Source data:
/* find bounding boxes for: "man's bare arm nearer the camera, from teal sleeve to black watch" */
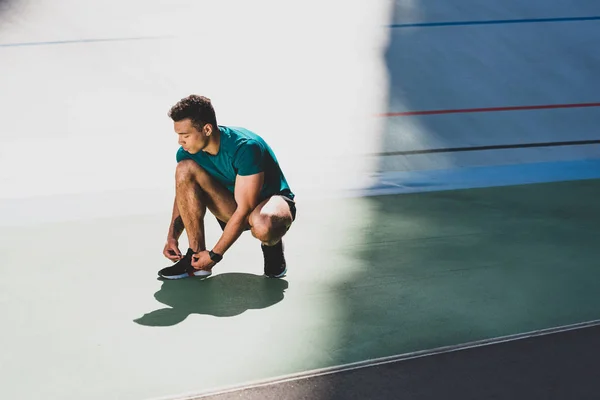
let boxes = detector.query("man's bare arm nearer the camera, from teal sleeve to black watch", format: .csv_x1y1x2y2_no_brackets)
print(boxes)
212,172,265,255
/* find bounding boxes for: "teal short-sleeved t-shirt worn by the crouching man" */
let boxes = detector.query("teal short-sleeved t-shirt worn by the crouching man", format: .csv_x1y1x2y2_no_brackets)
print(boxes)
177,125,294,201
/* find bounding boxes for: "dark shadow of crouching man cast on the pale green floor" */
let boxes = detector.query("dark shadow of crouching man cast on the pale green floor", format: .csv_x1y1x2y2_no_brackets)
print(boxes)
134,273,289,326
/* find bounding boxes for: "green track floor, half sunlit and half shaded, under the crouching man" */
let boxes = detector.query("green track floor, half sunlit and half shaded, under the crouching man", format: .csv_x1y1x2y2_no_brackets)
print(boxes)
0,180,600,400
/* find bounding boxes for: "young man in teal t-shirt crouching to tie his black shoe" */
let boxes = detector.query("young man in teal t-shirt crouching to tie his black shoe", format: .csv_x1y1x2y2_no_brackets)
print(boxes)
158,95,296,279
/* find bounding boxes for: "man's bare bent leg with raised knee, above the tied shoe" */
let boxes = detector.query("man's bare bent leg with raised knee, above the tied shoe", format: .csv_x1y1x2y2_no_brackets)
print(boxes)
175,160,237,252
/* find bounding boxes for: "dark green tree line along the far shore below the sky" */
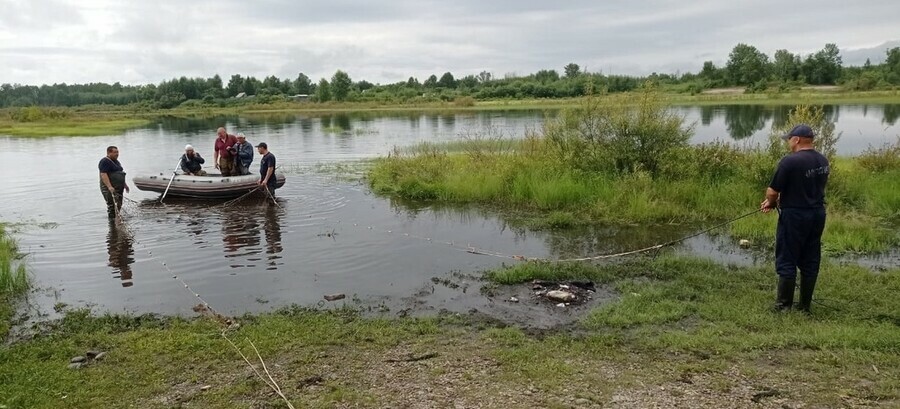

• **Your instructions**
Verbatim output of the entries is required, with each image left out.

• **Written solution**
/* find bounding boxes for: "man's bare arm nearer the camera, from teal sleeve to black watch" */
let boxes = detector.query("man's bare arm nearer the camera, from teal sleeve to black watch", format: .csv_x1y1x2y2_no_brackets)
print(boxes)
212,172,265,255
/* find bounding boxes for: "teal short-sleeved t-shirt worn by the crouching man" */
let boxes = detector.query("teal short-sleeved t-shirt worn by the crouching man", format: .csv_x1y1x2y2_no_brackets)
print(boxes)
177,125,294,201
/* find bounding boxes for: "dark shadow of crouching man cast on the pale green floor" */
let boxes = detector.query("dark shadow of crouching man cast on the pale green floor", format: .csv_x1y1x2y2_no_brackets)
print(boxes)
134,273,289,326
/* find bounding boxes for: "green track floor, half sunlit and half shaded, under the crouching man" */
let boxes = detector.query("green track floor, half sunlit and half shaded, under the crouching man", format: .csv_x1y1x2y2_no_brackets)
print(boxes)
0,180,600,400
/* find bounding boxes for: "young man in teal t-shirt crouching to tie his black shoe" */
let boxes = detector.query("young man in teal t-shirt crouching to tie his black shoe", format: .csv_x1y1x2y2_no_brackets)
print(boxes)
158,95,296,279
/* find bounding boxes for: "man's bare bent leg with raised knee, above the tied shoe" */
let boxes = detector.query("man's bare bent leg with raised knee, above the tied shoe", format: .csv_x1y1x2y2_no_brackets)
print(boxes)
175,160,237,252
/* find bounding boxes for: "dark green tree line along the far shore below the sky" */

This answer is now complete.